> _Set task 1_:
Could you put the records from the line with "Can you see the speckled" up to and including the line with "[[277, 101], [270, 180], [155, 145], [150, 224]]" into a two-column CSV with the columns "input" and "output"? Each record's text and its answer should each sit in one quoted field, with any line breaks turned into spaces.
BEGIN Page text
What happens when a sequence reaches max value in Postgres?

In this blog post, Jesse Soyland from the Crunchy Data team describes how they've helped their customers navigate problems around integer overflow.

What we mean by integer overflow is that we have a data type like a four byte integer that has a maximum of 2.1 billion values, and once you have a sequence that keeps counting up and it reaches that 2.1 billion value, it actually will start erroring out.

You might see one of two errors:

  1. The nextval: reached maximum value of sequence error. This is when the sequence itself cannot assign more because the sequence maximum has been reached.
  2. The integer out of range error. This will happen when a sequence could technically give you more values, but the data type in the physical table is too small. For example, again, you've reached that 2.1 billion mark, and the next value that would be assigned would go outside of the four byte range for the integer.

Before we jump into how to fix the situation, let's take a step back and see how we can avoid running into this in the first place.

How to avoid integer sequence overflow in Postgres

In his blog post, Jesse shows a useful query. It checks the database for this type of problem, and it looks at the last sequence values using the pg_sequence_last_value function, and then says: “is the last value close to the maximum of that particular data type?” Jesse's query has two outputs it produces:

  1. A sequence percent, which refers to how much more space there is in the sequence itself, so the sequence maximum.
END Page text
BEGIN Provided information
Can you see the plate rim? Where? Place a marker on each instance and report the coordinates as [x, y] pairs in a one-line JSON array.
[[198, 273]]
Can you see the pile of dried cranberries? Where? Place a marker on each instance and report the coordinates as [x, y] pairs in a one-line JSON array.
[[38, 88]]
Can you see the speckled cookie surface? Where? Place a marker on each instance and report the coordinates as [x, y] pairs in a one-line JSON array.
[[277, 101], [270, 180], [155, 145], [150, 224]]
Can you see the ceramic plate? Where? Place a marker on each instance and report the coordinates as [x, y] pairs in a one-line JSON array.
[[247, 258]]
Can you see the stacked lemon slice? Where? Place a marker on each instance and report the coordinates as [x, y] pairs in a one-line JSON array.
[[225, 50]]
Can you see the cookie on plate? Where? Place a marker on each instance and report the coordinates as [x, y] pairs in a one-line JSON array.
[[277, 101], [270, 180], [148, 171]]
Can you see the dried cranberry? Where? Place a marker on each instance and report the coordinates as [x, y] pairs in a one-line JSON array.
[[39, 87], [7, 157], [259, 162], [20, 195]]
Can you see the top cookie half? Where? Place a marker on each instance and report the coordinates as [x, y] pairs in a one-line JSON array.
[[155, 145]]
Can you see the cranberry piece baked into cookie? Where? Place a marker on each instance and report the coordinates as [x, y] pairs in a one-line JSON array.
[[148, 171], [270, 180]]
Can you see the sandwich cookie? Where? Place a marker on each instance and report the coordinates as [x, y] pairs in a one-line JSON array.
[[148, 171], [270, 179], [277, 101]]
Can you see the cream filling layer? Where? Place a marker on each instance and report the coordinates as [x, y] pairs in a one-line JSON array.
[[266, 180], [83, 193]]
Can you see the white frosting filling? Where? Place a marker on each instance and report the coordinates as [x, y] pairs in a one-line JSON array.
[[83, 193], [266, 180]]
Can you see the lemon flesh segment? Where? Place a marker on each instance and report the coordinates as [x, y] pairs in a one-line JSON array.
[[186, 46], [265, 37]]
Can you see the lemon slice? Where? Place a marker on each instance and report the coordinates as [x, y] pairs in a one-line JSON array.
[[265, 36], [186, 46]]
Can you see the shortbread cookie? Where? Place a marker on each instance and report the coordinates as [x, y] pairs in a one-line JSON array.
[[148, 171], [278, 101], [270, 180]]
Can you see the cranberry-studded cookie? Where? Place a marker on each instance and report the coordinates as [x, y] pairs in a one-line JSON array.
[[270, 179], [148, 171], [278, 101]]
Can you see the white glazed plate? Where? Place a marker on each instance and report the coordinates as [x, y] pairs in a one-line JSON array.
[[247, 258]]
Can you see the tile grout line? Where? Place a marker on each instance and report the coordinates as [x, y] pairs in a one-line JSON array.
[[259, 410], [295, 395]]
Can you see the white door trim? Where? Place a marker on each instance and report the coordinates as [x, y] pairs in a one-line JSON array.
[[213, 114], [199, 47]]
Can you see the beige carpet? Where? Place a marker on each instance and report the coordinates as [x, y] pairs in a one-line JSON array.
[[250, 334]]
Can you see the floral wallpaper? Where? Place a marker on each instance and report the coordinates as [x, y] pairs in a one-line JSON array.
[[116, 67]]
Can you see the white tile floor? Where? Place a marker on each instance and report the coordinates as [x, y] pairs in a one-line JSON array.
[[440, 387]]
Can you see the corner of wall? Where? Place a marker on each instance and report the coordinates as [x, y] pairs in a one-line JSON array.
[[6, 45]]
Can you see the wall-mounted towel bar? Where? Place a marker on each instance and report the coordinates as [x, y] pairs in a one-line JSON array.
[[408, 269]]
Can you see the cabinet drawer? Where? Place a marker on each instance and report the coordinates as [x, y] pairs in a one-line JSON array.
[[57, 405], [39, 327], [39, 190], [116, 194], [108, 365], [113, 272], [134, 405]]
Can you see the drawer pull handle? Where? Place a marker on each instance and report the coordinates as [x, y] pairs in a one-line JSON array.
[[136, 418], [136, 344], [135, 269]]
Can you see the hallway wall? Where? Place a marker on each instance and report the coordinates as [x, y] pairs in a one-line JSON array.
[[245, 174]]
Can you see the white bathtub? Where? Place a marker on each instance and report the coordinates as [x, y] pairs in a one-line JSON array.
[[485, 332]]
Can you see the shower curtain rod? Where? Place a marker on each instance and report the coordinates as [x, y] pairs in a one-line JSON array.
END Provided information
> _Set task 2_:
Could you give the Postgres integer overflow text again from "1. The nextval: reached" up to and including "has been reached.", substituting "upper limit" for "maximum" everywhere it appears?

> _Problem solution 1_:
input,output
"Can you see the speckled cookie surface? Where? Place a marker on each instance and report the coordinates as [x, y] pairs in a one-line JSON array.","[[277, 101], [270, 180], [155, 145], [150, 224]]"

> _Problem solution 2_:
1. The nextval: reached upper limit value of sequence error. This is when the sequence itself cannot assign more because the sequence upper limit has been reached.